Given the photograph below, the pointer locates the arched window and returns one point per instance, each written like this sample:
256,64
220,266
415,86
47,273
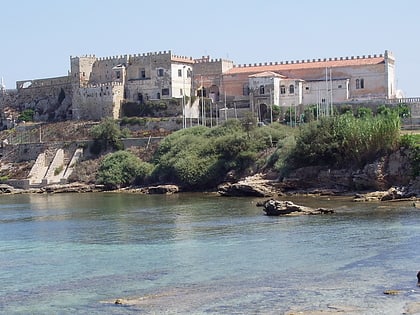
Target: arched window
292,89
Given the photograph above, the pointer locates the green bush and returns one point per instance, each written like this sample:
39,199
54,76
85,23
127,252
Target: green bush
346,140
27,115
107,134
121,169
200,157
412,142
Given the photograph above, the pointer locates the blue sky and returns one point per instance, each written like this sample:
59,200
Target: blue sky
38,37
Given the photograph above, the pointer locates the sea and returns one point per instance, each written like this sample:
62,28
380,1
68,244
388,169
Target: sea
201,253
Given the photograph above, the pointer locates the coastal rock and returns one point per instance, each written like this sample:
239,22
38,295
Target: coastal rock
6,189
394,193
253,186
276,207
163,189
70,188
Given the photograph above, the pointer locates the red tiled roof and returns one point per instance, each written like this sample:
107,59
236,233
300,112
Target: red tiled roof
307,65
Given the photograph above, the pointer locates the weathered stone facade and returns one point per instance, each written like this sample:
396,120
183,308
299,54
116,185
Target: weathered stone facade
97,87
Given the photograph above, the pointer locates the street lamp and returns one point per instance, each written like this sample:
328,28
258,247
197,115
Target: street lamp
184,118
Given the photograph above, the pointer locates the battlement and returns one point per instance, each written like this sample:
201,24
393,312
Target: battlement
207,59
107,84
303,61
182,58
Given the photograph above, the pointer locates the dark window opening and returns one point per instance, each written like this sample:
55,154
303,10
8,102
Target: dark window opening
291,89
282,89
140,98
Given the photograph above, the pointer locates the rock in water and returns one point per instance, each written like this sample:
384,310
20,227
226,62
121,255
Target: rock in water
275,208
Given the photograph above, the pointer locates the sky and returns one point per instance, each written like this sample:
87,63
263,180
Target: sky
39,36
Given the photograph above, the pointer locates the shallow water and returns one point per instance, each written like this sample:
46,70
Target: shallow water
202,254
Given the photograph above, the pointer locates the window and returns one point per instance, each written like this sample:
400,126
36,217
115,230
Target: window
282,89
360,83
292,89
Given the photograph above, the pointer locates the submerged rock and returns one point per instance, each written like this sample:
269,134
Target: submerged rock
163,189
252,186
275,208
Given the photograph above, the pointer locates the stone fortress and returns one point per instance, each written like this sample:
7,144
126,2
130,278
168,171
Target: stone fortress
98,87
186,88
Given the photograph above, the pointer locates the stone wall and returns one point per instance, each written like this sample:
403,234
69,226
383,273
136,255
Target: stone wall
51,99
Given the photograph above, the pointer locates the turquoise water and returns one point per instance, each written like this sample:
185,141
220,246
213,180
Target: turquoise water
202,254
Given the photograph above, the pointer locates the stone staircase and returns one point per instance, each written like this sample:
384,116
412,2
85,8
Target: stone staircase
53,167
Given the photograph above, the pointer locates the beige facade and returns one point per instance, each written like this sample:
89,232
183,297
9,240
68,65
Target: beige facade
98,86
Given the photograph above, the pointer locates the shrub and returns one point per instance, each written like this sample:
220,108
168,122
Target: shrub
346,140
27,115
122,168
412,142
107,134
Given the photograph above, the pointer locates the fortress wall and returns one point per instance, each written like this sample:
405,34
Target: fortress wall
98,101
28,85
50,102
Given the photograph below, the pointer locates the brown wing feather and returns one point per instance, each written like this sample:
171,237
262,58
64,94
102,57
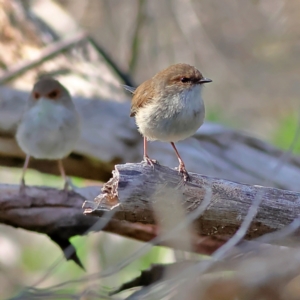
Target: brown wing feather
141,96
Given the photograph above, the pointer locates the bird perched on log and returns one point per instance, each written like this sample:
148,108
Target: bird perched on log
169,107
50,125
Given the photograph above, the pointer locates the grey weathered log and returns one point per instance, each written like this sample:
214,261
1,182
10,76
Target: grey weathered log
109,136
60,215
134,189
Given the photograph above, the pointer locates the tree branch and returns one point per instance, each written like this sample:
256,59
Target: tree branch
135,189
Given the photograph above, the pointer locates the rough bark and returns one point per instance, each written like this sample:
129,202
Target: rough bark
60,215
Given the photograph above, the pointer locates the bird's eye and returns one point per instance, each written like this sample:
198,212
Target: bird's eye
53,94
36,95
185,79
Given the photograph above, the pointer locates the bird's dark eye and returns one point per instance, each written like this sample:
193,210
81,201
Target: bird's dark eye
185,79
53,94
36,95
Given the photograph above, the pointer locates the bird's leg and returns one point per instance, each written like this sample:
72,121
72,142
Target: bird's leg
146,158
181,167
63,175
25,166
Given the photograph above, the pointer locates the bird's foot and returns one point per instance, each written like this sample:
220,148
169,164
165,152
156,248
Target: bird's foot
69,185
22,186
182,170
149,161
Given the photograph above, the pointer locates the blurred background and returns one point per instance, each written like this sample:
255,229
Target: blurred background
251,51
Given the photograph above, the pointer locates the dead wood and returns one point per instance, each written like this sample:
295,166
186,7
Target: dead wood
135,189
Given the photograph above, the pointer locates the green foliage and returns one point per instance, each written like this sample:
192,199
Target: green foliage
285,134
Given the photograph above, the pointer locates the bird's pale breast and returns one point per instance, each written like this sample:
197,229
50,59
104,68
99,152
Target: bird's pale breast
174,118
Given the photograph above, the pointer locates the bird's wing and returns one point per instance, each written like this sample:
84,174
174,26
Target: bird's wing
129,88
142,95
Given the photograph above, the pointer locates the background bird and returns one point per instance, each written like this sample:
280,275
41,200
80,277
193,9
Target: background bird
50,125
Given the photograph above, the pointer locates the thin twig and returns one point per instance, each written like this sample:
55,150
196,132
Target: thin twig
46,54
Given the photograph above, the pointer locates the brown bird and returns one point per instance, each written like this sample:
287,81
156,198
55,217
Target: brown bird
50,126
169,107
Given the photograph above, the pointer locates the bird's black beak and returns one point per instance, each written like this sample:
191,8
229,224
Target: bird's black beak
204,80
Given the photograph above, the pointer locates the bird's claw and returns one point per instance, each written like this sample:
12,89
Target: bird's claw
69,185
149,161
182,170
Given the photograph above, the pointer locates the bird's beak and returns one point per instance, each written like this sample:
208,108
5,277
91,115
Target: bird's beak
204,80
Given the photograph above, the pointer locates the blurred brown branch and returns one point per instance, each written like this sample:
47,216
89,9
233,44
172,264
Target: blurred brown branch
46,54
══════════
**Problem statement**.
Your task is a word-for-word transcription of the entries, leaving out all pictures.

**Reply to the exercise**.
Given the photograph below, the pointer locates the arched window and returns one point per instance, each written like this sample:
256,64
220,266
415,86
47,273
Target: arched window
292,89
Given the photograph above, the pointer locates the green bush and returns one point per instance, each written like this sample:
39,199
54,76
85,23
127,252
Target: green bush
346,140
27,115
107,134
121,169
200,157
412,142
Given the photograph above, the pointer locates the blue sky and returns one point per instance, each written like this sample:
59,200
Target: blue sky
38,37
Given the photograph above, the pointer locates the sea and returns one point per instance, each written like this sample:
62,28
380,1
68,244
388,169
Target: sea
201,253
Given the photograph above, the pointer locates the coastal rock and returns one point per instance, each written like this sample:
239,22
38,295
Target: coastal rock
6,189
394,193
253,186
276,207
163,189
70,188
Given the photograph above, the pointer locates the red tiled roof and returns one point per instance, each written like this sample:
107,59
236,233
300,112
Target: red tiled roof
307,65
Given the photograph above, the pointer locates the weathered stone facade and returns one point per instance, each written like this sample:
396,120
183,308
299,54
116,185
Target: weathered stone facade
97,87
Given the photograph above, the pointer locates the street lamp and returns one point per instance, each written like this sample:
328,28
258,247
197,115
Target: street lamp
184,118
Given the photograph above, the pointer locates the battlement and returns one point per instance, each written like this sample:
201,24
393,312
Target: battlement
207,59
107,84
303,61
182,58
Given the photograph above, the pointer locates the dark window opening and returns one point per instance, each written like this sample:
55,154
303,10
8,102
Target: dark window opening
291,89
282,89
140,98
Given the photograph above, the pointer locates the rock in water and returns one point per instance, each written like this sample:
384,310
20,227
226,62
121,255
Target: rock in water
275,208
Given the photograph above, the pointer locates the sky and returns one point per instance, each written like this sample:
87,63
263,180
Target: sky
39,36
Given the photograph above, the pointer locates the shallow water and returns one point per instance, each written like this sample:
46,70
Target: shallow water
202,254
Given the photograph above, the pointer locates the window and returns one point per instance, each written like this sample:
400,126
36,217
115,230
Target: window
282,89
360,83
292,89
Given the photograph above, the pointer locates the submerged rock and returns one point per instance, each written like this sample:
269,134
Target: submerged rock
163,189
252,186
275,208
Given the photograph above, the pointer locates the stone fortress and returns one point per instance, each written like this sample:
7,144
126,2
130,278
168,171
Target: stone fortress
98,87
186,88
Given the photograph above, the pointer locates the stone wall and returns one point per instance, each written like this sample:
403,234
69,226
383,273
136,255
Target: stone wall
51,99
Given the photograph above, the pointer locates the turquoise water and returns one point per instance, each written like this sample:
185,141
220,246
213,180
Target: turquoise water
202,254
Given the photograph above, the pointer locates the stone staircase and returns one point per instance, each written like this sample:
384,116
412,2
85,8
Target: stone staircase
53,167
Given the photograph above, the pointer locates the beige facade and returns one point per instance, each written like this sample:
89,232
183,297
9,240
68,65
Target: beige facade
98,86
Given the photograph above, the pointer locates the shrub and returns one point per instance, each written like this sample:
220,108
168,122
Target: shrub
346,140
27,115
122,168
412,142
107,134
Given the photograph above, the pointer locates the fortress wall and returns one point per instance, each written like this sample:
405,34
Target: fortress wall
98,101
28,85
50,102
Given the photograph below, the pointer locates the brown wing feather and returns one point per instance, each written like this sample:
171,237
262,58
64,94
102,57
Target: brown wing feather
141,96
Given the photograph above, the pointer locates the bird perched on log and returns one point per instance, each written like this sample:
148,108
Target: bird perched on log
169,107
50,125
Given the photograph above, the pointer locates the grey weathered log and returns one point per instance, each written like this sample:
214,261
1,182
10,76
Target: grey weathered log
109,136
60,215
134,189
Given the photograph above, the pointer locates the tree branch and returns one point per instance, each written like this sample:
256,59
Target: tree branch
135,189
Given the photograph above, the pointer locates the rough bark and returns one point per instance, each written like this sample:
129,202
Target: rough bark
60,215
Given the photograph above, the pointer locates the bird's eye and returns one point per instance, each written like this sample:
198,212
Target: bird's eye
53,94
36,95
185,79
Given the photograph above, the pointer locates the bird's dark eye and returns one point per instance, each written like this sample:
193,210
81,201
Target: bird's dark eye
185,79
53,94
36,95
Given the photograph above, the pointer locates the bird's leg and returns one point per instance, each written like this sample:
72,121
72,142
Target: bird's leg
146,158
181,167
63,175
25,166
Given the photograph above, the pointer locates the bird's foot and returns one point per instance, each written like this sample:
220,148
169,164
165,152
156,248
Target: bird's foot
69,185
22,186
182,170
149,161
Given the photograph above, the pointer locates the blurred background and returns one point per instance, each written like this sample:
255,229
Target: blurred background
251,51
Given the photograph above, the pointer locates the dead wood and returns one point per instance, each written like this sample:
295,166
186,7
Target: dead wood
135,189
Given the photograph above, the pointer locates the green foliage and returns one point per instance, each written like this sample:
192,199
Target: green foliage
285,134
Given the photograph above, the pointer locates the bird's pale breast and returns one point per instance, each written like this sample:
197,229
50,59
104,68
99,152
Target: bird's pale breast
174,118
Given the photograph above, the pointer locates the bird's wing and returns one point per instance, each written like this sample:
84,174
174,26
Target: bird's wing
129,88
142,95
Given the photograph above, the pointer locates the background bird and returns one point per instance, each written like this sample:
280,275
41,200
80,277
193,9
Target: background bird
50,125
Given the photograph above, the pointer locates the thin twig and returns one point per instance, each written like this sample:
55,150
196,132
Target: thin twig
46,54
Given the photograph above, the pointer locates the brown bird and returns one point per instance, each written like this sample:
287,81
156,198
55,217
Target: brown bird
50,126
169,107
Given the photograph above, the pointer locates the bird's black beak and returns one point per instance, each written like this sample:
191,8
229,224
Target: bird's black beak
204,80
Given the photograph above, the pointer locates the bird's claw and returns one point per instance, each written like this sample:
12,89
Target: bird's claw
69,185
149,161
182,170
Given the photograph above, the pointer locates the bird's beak and returns one point per instance, each written like this sample:
208,108
5,277
91,115
Target: bird's beak
204,80
Given the photograph above, the pointer locates the blurred brown branch and returns one point per instance, each written like this sample:
47,216
89,9
233,44
172,264
Target: blurred brown branch
46,54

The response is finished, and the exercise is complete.